- **Directions**
Rewrite the data from the line with "One marker belongs on each instance of the blurred" to the line with "[(307, 318)]", putting "beard" in place of "mustache" and keeping everything else the same.

- **Dataset entries**
********************
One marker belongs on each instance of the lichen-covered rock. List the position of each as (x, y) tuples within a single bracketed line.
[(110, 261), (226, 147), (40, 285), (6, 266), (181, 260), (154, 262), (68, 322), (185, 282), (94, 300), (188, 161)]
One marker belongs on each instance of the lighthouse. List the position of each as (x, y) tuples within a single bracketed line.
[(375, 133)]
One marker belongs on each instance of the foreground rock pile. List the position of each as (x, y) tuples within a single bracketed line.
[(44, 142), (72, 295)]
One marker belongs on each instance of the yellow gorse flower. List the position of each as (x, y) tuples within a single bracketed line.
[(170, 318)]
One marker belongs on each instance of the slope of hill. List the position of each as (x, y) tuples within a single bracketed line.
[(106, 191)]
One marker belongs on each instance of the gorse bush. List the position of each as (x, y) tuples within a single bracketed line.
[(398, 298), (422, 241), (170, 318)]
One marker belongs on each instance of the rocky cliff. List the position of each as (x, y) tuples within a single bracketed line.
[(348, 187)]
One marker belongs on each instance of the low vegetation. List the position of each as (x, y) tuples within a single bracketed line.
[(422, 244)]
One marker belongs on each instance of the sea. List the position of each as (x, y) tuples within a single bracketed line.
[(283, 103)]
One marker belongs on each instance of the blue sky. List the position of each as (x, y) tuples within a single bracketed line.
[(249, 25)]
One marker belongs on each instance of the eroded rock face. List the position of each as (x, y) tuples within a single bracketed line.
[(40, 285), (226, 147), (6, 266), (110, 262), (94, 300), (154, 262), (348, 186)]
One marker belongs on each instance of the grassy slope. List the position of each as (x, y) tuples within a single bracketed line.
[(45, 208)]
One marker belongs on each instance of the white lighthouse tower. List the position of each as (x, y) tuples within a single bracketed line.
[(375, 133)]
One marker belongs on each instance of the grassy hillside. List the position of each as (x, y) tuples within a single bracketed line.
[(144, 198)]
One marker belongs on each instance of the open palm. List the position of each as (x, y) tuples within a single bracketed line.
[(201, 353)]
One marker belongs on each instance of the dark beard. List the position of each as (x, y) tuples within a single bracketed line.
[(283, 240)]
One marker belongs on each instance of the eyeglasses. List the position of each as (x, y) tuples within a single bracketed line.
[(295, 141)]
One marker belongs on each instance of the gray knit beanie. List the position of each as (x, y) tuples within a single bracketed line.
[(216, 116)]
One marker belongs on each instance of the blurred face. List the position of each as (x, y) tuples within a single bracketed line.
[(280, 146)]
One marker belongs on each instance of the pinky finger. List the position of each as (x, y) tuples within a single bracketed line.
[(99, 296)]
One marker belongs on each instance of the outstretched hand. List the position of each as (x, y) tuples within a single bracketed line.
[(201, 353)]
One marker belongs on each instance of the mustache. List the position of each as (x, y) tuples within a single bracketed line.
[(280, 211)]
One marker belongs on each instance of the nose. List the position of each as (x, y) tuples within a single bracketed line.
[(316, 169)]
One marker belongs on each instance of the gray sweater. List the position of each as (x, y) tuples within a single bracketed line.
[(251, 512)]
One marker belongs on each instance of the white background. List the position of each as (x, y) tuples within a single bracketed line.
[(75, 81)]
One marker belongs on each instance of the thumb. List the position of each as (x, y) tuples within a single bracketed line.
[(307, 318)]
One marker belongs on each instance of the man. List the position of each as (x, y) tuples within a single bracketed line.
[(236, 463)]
********************
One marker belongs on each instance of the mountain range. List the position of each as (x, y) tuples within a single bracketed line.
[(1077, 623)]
********************
- **Final result**
One marker belongs on each instance of the blurred face. List the position of each as (x, y) tuples within a single bracketed line.
[(280, 146)]
One marker belongs on each instance of the pinky finger. List the position of each as (x, y) tuples within a single bracketed line.
[(99, 296)]
One marker belongs on each instance of the outstretched hand. List the position of each as (x, y) tuples within a single bracketed line.
[(201, 353)]
One marker belongs on each instance of the beard. List the position of each as (x, y) tuples within a single bracketed line.
[(280, 211)]
One marker belongs on each instance of the nose. List the position of each as (x, y) tuples within a single bracketed line.
[(316, 169)]
One marker belongs on each instance of the gray sweater. List the position of each as (x, y) tuples within a single bracketed line.
[(251, 512)]
One marker belongs on each instance of the white background. List the position of each as (x, y) tuples within a single bracketed line.
[(75, 81)]
One marker belongs on each instance of the thumb. List the position of each as (x, y) tuples within a single bracketed line.
[(307, 318)]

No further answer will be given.